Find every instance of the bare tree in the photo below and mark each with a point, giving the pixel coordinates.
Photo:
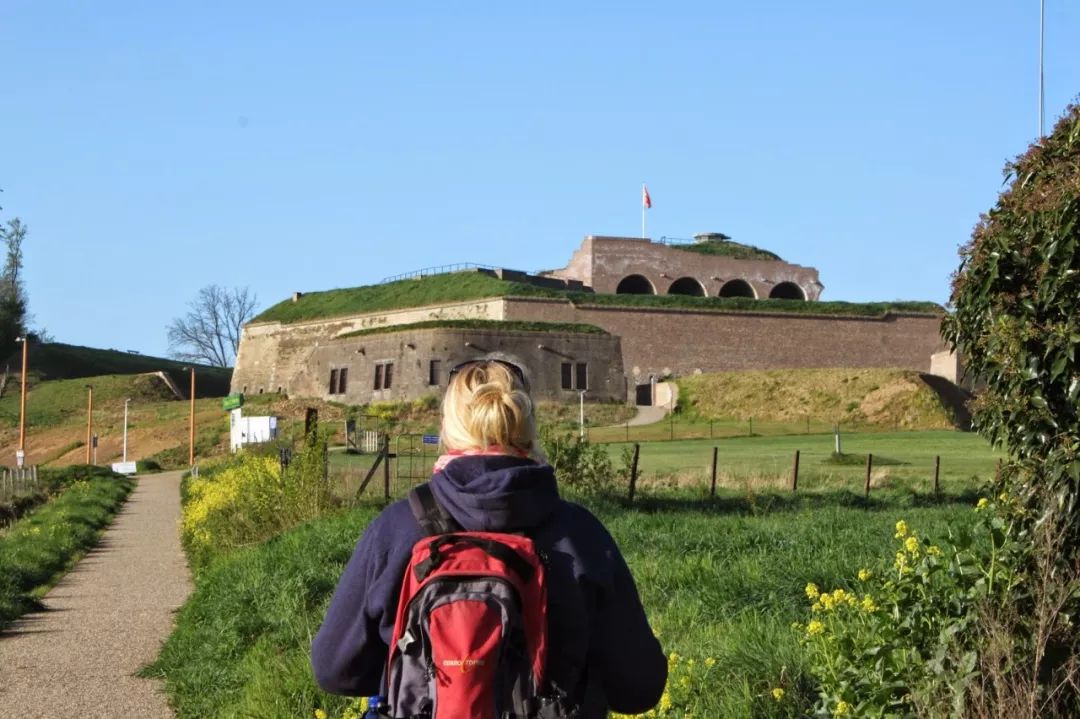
(210, 331)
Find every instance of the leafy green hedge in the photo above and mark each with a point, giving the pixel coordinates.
(41, 546)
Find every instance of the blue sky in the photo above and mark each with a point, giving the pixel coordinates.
(154, 148)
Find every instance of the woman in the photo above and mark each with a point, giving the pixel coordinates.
(491, 478)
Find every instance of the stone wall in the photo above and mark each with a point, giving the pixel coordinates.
(677, 341)
(410, 353)
(603, 262)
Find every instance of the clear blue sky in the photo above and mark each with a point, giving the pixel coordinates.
(154, 148)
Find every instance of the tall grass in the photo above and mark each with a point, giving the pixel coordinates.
(38, 548)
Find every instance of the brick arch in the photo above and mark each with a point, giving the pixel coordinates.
(737, 288)
(787, 290)
(687, 286)
(635, 284)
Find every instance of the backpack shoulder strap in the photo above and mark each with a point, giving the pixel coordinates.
(432, 517)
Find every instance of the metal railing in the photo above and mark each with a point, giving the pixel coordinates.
(442, 269)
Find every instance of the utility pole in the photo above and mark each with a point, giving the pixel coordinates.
(90, 421)
(21, 455)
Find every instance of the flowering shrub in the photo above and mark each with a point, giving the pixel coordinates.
(247, 500)
(902, 642)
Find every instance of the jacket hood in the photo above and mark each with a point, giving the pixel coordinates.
(496, 493)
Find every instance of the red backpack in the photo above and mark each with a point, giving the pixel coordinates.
(471, 633)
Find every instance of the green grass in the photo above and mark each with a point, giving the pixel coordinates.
(41, 546)
(719, 580)
(57, 361)
(460, 286)
(484, 324)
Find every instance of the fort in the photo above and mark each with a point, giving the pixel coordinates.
(622, 314)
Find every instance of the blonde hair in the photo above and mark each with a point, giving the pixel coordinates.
(486, 405)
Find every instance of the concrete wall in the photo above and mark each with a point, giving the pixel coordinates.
(603, 262)
(540, 354)
(677, 341)
(271, 353)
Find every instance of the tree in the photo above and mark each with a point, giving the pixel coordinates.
(210, 331)
(12, 293)
(1016, 323)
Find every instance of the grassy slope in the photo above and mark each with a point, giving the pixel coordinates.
(723, 580)
(38, 548)
(57, 361)
(887, 397)
(473, 285)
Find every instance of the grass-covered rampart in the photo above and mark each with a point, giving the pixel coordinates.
(463, 286)
(41, 546)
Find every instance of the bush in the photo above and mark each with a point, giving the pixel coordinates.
(247, 500)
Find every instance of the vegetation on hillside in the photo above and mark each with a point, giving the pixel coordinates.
(38, 548)
(507, 326)
(853, 397)
(463, 286)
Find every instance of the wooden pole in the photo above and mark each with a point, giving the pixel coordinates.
(712, 491)
(869, 467)
(22, 403)
(191, 430)
(90, 420)
(633, 472)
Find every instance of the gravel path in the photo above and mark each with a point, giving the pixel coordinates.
(104, 621)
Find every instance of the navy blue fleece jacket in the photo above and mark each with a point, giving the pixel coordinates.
(601, 646)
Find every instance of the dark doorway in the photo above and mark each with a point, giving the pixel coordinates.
(737, 288)
(687, 286)
(635, 284)
(787, 290)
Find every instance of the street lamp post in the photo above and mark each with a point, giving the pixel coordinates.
(90, 420)
(126, 402)
(21, 455)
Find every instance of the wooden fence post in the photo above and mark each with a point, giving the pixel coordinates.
(869, 467)
(712, 492)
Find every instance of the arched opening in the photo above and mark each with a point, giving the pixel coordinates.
(737, 288)
(635, 284)
(687, 286)
(787, 290)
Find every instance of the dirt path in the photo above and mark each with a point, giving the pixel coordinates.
________
## WHAT TO WORK ON
Produce an exact copy of the lines from the one containing "Find every instance of the dark" through the last line, and of nothing else.

## SOLVED EXERCISE
Find every instance of the dark doorway in the photo above and mark each with a point, giving the pixel coordinates.
(737, 288)
(687, 286)
(635, 284)
(787, 290)
Find every instance of the street lamp post in the photo above and mark each with a point, giving the pixel coordinates.
(90, 420)
(126, 402)
(21, 455)
Find every instance of the wooden fence post in the photo above and mark each with a point, giving the pixel coordinates.
(869, 467)
(712, 492)
Find every instance of the arched opening in the photo above and mark each with a point, giving the pixel coordinates.
(737, 288)
(635, 284)
(687, 286)
(787, 290)
Find every instance of the dirt path in the photo above and mark each with a point, giving the pixel coordinates.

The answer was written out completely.